--- Supplied passage ---
— START —
Hi, I play guitar for 30 years but never got really beyond amateur level.
I have always played in std tuning and this is the only way I can play, but I see that recently alternate tunings get a lot of hype. I do not know much of it all myself and it makes me wonder:
 
Are alternate tunings a newfound land for master guitar players or just a refuge for incompetent players?
 
I have seen some videos for example Devin Townsend showing his alternate tunings and honestly I felt like it's just a trick to allow him playing difficult things more easily, something like the use of a capo, in other words something like "well, since I'm not able to play it right with std tuning, I switch to this alternate tuning so I can play it". In this case I'm not really fond of alternate tunings, they are just a bypass trick to mask your inability to play masterfully in std tuning.
 
On the other hand I feel that there might be some "true value" in alternate tunings, indeed there is no reason why we should take the std tuning as an unchangeable rule, and they can enable new creative ways of playing, meaning, even a master player who can play anything in std tuning might want to switch to some alternate tuning because it allows him to play in an innovative way.
 
Anyone out there with better knowledge than me who can give some opinions?
— END —
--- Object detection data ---
— START —
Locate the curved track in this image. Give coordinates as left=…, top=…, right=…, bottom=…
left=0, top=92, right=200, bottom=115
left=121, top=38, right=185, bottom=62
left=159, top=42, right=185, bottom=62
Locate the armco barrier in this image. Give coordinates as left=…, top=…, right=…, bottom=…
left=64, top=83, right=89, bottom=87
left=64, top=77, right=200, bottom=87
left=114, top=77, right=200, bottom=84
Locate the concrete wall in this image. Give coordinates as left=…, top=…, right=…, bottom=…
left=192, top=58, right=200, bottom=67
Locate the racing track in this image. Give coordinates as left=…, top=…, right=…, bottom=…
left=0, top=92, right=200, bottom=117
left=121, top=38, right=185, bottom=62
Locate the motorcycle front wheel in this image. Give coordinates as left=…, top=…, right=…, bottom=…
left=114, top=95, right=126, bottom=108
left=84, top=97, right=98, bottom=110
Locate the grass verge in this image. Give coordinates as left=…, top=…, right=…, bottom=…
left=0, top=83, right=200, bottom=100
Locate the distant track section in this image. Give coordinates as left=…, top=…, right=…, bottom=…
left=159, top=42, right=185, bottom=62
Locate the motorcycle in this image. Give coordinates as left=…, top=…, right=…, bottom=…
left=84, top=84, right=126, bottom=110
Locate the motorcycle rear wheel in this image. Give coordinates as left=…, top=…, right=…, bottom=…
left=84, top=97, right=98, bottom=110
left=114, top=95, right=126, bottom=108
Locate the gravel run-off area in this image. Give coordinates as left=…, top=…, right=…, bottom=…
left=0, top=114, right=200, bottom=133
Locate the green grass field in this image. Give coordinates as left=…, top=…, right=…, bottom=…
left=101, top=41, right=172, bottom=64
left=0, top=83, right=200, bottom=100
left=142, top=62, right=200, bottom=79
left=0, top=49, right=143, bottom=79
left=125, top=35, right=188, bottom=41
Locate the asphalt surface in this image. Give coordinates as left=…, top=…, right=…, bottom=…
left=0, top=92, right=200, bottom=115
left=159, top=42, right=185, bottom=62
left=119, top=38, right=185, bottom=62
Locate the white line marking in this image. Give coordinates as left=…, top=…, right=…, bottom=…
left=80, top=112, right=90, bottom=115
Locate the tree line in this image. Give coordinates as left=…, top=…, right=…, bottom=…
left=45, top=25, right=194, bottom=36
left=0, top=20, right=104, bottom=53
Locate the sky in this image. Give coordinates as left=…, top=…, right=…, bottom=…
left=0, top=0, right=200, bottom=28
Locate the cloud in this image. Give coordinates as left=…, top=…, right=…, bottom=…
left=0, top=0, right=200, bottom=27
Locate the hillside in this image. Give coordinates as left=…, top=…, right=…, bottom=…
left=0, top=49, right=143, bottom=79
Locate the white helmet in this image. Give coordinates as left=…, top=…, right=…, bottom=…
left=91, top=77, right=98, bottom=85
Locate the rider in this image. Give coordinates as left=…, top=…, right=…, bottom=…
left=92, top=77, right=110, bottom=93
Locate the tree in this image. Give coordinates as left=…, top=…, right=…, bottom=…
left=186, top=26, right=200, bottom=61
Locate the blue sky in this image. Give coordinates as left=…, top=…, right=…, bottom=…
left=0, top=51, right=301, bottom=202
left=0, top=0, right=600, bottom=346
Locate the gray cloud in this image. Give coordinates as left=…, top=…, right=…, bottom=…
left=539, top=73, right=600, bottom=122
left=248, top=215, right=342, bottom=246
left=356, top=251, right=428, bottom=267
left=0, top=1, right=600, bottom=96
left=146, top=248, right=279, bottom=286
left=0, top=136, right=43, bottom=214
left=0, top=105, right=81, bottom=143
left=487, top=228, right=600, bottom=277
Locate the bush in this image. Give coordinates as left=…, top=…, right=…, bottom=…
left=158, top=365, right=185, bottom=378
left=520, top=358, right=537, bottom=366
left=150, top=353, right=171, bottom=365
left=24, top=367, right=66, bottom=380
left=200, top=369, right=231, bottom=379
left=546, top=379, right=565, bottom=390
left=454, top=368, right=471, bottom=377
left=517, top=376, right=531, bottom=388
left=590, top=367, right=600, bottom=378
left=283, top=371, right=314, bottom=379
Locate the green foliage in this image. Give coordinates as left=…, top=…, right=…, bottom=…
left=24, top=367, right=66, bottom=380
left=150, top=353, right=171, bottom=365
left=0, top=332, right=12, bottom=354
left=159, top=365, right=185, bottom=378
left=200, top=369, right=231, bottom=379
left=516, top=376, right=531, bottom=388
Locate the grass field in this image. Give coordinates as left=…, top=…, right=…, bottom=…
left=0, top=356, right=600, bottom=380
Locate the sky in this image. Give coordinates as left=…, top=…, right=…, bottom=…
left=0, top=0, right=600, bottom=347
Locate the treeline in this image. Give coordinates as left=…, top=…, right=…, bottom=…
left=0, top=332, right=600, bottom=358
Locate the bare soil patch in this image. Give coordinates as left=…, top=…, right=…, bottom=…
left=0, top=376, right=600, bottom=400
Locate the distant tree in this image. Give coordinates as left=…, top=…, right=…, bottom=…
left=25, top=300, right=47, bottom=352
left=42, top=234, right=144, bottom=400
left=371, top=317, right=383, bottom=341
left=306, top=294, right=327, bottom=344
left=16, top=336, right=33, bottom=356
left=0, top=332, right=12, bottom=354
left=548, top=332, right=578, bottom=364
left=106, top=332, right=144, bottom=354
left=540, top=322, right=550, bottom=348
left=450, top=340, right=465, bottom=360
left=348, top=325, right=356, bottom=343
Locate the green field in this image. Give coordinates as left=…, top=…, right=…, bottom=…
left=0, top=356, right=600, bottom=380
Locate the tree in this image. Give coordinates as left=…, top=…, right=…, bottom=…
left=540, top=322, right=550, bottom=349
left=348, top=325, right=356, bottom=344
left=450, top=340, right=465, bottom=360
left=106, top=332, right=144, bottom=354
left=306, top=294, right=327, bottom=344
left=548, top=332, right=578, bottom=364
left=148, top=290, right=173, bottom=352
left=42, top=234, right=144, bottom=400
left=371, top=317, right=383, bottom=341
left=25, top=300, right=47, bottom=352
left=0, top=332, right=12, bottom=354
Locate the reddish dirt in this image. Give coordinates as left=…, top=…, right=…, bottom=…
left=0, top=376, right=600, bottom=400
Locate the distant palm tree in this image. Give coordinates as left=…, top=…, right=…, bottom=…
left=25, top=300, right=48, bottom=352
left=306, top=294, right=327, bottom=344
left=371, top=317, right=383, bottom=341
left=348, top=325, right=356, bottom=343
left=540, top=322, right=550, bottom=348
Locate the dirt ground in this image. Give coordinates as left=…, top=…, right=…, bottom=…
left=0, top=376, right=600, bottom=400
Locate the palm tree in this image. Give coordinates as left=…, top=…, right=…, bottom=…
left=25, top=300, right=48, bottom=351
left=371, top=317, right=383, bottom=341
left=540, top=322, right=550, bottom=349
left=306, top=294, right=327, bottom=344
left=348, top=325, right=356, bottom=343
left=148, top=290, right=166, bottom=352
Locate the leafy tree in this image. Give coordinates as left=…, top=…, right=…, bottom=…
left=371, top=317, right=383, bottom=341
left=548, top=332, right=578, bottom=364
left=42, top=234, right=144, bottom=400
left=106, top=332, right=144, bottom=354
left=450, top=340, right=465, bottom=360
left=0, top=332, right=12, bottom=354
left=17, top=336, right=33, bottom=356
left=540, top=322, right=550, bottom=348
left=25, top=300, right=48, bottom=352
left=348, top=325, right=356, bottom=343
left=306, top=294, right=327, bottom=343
— END —
--- Directions ---
Condense the paragraph of the guitar tuning post that begins "On the other hand I feel" into a short bulleted list that keeps its main points.

--- Complete response ---
- Alternate tunings may have some true value.
- There is no reason to treat standard tuning as an unchangeable rule.
- Alternate tunings can enable new creative ways of playing.
- Even a master player who can play anything in standard tuning might switch to an alternate tuning because it allows playing in an innovative way.